§ **Required task**
Reproduce the listing below without any change.

§ **Items**
==============================

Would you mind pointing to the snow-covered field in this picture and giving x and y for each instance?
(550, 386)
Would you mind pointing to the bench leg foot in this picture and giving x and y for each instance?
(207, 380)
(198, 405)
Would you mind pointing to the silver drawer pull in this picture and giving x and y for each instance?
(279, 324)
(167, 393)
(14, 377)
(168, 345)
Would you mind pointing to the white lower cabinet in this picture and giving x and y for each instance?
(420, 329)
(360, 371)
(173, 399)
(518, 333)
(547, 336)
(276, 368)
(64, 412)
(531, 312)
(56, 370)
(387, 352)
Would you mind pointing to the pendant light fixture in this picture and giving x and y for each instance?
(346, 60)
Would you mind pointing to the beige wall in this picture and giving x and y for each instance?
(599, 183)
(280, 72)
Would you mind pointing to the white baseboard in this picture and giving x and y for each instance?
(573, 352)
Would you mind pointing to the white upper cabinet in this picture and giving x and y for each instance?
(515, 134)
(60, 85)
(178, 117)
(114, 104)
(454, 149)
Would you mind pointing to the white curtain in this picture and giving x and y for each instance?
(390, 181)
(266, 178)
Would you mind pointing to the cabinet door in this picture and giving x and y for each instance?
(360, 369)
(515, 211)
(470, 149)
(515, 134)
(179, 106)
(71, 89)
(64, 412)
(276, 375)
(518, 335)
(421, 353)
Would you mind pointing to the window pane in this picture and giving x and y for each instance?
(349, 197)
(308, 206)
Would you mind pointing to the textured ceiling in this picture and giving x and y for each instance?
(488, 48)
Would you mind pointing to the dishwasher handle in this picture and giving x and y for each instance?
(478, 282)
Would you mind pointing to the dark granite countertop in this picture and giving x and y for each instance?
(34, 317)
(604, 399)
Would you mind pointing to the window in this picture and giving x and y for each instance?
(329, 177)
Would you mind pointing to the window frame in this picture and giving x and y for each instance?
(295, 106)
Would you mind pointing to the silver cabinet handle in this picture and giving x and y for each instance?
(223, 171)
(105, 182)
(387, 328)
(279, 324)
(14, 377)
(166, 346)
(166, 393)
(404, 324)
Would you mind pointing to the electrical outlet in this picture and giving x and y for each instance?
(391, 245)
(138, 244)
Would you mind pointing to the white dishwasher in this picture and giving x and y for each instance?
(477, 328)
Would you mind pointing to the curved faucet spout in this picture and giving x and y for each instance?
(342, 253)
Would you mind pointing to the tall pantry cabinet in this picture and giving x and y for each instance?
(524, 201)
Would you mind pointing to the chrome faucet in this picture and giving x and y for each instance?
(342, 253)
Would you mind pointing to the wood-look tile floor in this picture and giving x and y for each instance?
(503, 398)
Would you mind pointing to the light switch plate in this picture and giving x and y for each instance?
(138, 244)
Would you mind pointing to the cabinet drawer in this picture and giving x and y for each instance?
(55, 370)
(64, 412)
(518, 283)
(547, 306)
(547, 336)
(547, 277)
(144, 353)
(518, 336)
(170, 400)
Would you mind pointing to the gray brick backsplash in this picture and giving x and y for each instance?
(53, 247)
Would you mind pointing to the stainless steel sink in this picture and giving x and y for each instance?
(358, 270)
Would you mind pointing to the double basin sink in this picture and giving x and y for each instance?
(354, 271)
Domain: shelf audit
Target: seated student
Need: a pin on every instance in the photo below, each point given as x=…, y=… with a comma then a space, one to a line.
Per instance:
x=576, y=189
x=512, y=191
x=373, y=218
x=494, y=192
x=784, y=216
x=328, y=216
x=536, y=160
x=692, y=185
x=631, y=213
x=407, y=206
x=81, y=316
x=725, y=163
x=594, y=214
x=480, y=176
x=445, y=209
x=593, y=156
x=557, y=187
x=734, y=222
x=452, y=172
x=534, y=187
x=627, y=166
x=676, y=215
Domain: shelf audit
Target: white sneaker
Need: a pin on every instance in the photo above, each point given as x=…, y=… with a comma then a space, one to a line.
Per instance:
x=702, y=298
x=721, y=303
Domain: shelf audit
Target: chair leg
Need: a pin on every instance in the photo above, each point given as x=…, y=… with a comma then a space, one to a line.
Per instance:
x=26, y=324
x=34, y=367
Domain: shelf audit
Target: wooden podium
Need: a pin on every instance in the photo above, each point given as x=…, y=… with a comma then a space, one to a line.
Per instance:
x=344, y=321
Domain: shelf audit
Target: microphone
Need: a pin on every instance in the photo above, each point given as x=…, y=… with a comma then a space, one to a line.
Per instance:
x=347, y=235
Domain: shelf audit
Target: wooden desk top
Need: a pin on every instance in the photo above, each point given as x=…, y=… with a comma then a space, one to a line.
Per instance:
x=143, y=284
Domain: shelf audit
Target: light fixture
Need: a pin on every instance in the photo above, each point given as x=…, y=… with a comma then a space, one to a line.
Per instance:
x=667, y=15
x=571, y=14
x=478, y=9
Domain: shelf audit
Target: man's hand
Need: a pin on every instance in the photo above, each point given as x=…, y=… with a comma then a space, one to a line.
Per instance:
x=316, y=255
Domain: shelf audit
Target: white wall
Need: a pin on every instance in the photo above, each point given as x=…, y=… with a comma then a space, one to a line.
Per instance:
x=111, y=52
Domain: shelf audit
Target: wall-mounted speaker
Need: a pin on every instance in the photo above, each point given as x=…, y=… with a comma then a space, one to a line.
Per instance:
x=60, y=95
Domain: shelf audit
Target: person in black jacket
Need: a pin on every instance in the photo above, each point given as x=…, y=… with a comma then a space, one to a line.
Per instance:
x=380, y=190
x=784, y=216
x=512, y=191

==============================

§ **Reply to the exercise**
Would you mind pointing to the snow-covered field in this picture and giving x and y for each instance?
(550, 386)
Would you mind pointing to the bench leg foot in this picture and giving x and y for each instance?
(207, 380)
(198, 405)
Would you mind pointing to the silver drawer pull in this picture and giving x and y for each instance?
(279, 324)
(167, 393)
(14, 377)
(168, 345)
Would you mind pointing to the white lower cabinet in this picture and giving x and y for each instance?
(420, 329)
(360, 371)
(173, 399)
(518, 333)
(547, 336)
(276, 368)
(64, 412)
(531, 312)
(56, 370)
(387, 352)
Would you mind pointing to the pendant light fixture in this picture and giving x and y for each instance?
(346, 60)
Would you mind pointing to the beige wall in this picture and giving x and y for each instance?
(599, 183)
(280, 72)
Would you mind pointing to the white baseboard in this picture and giving x and y for each instance?
(573, 352)
Would you mind pointing to the white upper cabinet in this picture and giving x and y for each instance?
(515, 134)
(60, 85)
(178, 117)
(114, 104)
(454, 149)
Would you mind pointing to the white curtain in this picture and giving x and y for each instance?
(390, 181)
(266, 178)
Would you mind pointing to the cabinet door in this picture and giving x and y for each instance?
(360, 369)
(515, 211)
(470, 149)
(515, 134)
(179, 106)
(71, 89)
(64, 412)
(276, 375)
(518, 335)
(421, 353)
Would you mind pointing to the window pane in this picture and giving x and y for each instance?
(349, 197)
(308, 206)
Would you mind pointing to the textured ceiling in this picture and giving x and y for each instance?
(488, 48)
Would you mind pointing to the dishwasher handle in this picture and giving x and y for each instance?
(478, 282)
Would you mind pointing to the dark granite countertop in this picture and giving x and y for each instance?
(34, 317)
(604, 399)
Would you mind pointing to the window in this picture and giving x and y for each instance?
(329, 177)
Would you mind pointing to the window frame in this picture and giving x and y for each instance?
(295, 106)
Would you mind pointing to the silver cabinet handle in this picture and giving x and y for each instance?
(223, 171)
(105, 182)
(387, 328)
(279, 324)
(14, 377)
(166, 346)
(166, 393)
(404, 324)
Would you mind pointing to the electrical outlet in this picture and giving x and y for each instance?
(391, 245)
(138, 244)
Would you mind pointing to the white dishwasher in this picture and giving x and y for each instance?
(477, 328)
Would you mind pointing to the curved faucet spout in this picture and giving x and y for each instance?
(342, 253)
Would you mind pointing to the tall pantry cabinet in this picture and giving x and y for each instance?
(524, 201)
Would you mind pointing to the chrome faucet in this picture and giving x and y for each instance?
(342, 253)
Would you mind pointing to the wood-look tile floor in this picture and giving x and y for each instance?
(503, 398)
Would you mind pointing to the light switch plate in this picture and giving x and y for each instance?
(138, 244)
Would you mind pointing to the cabinet drawer in this picture and giving x and y for each instance?
(55, 370)
(64, 412)
(518, 283)
(547, 306)
(547, 336)
(547, 277)
(144, 353)
(518, 336)
(170, 400)
Would you mind pointing to the gray brick backsplash in this picture and giving x and y for each instance?
(53, 247)
Would you mind pointing to the stainless steel sink in this picture and giving x and y for each instance?
(358, 270)
Would you mind pointing to the double basin sink in this picture and giving x and y for each instance?
(354, 271)
Domain: shelf audit
Target: seated student
Need: a pin on every instance in the photo below, each point given as x=…, y=… with a comma then a space, one to a line.
Per instance:
x=576, y=189
x=512, y=191
x=373, y=218
x=494, y=192
x=784, y=216
x=328, y=216
x=536, y=160
x=692, y=185
x=631, y=213
x=407, y=206
x=81, y=316
x=725, y=163
x=594, y=214
x=480, y=176
x=445, y=209
x=593, y=156
x=557, y=187
x=734, y=222
x=452, y=172
x=534, y=187
x=627, y=166
x=676, y=215
Domain: shelf audit
Target: white sneaker
Need: a pin on every instance in the photo above, each point given as x=…, y=… with a comma then a space, one to a line.
Per instance:
x=702, y=298
x=721, y=303
Domain: shelf audit
Target: chair leg
Need: a pin on every instance in the photo above, each point given as x=…, y=… with a comma then a space, one to a line.
Per instance:
x=26, y=324
x=34, y=367
Domain: shelf audit
Target: wooden podium
Need: a pin on every instance in the photo above, each point given as x=…, y=… with a comma then a space, one to a line.
Per instance:
x=344, y=321
Domain: shelf audit
Target: microphone
Need: a pin on every instance in the photo above, each point given as x=…, y=… with a comma then a space, one to a line.
Per instance:
x=347, y=235
Domain: shelf audit
Target: wooden desk top
Need: a pin on every instance in the photo above, each point given as x=…, y=… with a comma then a space, one to a line.
Per instance:
x=143, y=284
Domain: shelf audit
Target: light fixture
Need: a pin on every instance in the photo above, each point given as x=…, y=… with a comma then a space, one to a line.
Per instance:
x=667, y=15
x=571, y=14
x=478, y=9
Domain: shelf audit
Target: man's hand
Need: a pin on every instance in the photo above, each point given as x=…, y=… with a comma then a space, one to a line.
Per instance:
x=316, y=255
Domain: shelf audit
Target: white wall
Need: a pin on every instance in the photo above, each point given as x=…, y=… with a comma then a space, one to a line.
Per instance:
x=111, y=52
Domain: shelf audit
Target: wall-mounted speaker
Need: a pin on every instance in the photo above, each point given as x=…, y=… with a comma then a space, one to a line.
Per instance:
x=60, y=95
Domain: shelf audit
Target: person in black jacket
Need: a pin on every instance in the photo above, each point given as x=…, y=… with a comma then a space, one to a line.
Per instance:
x=380, y=190
x=784, y=216
x=512, y=191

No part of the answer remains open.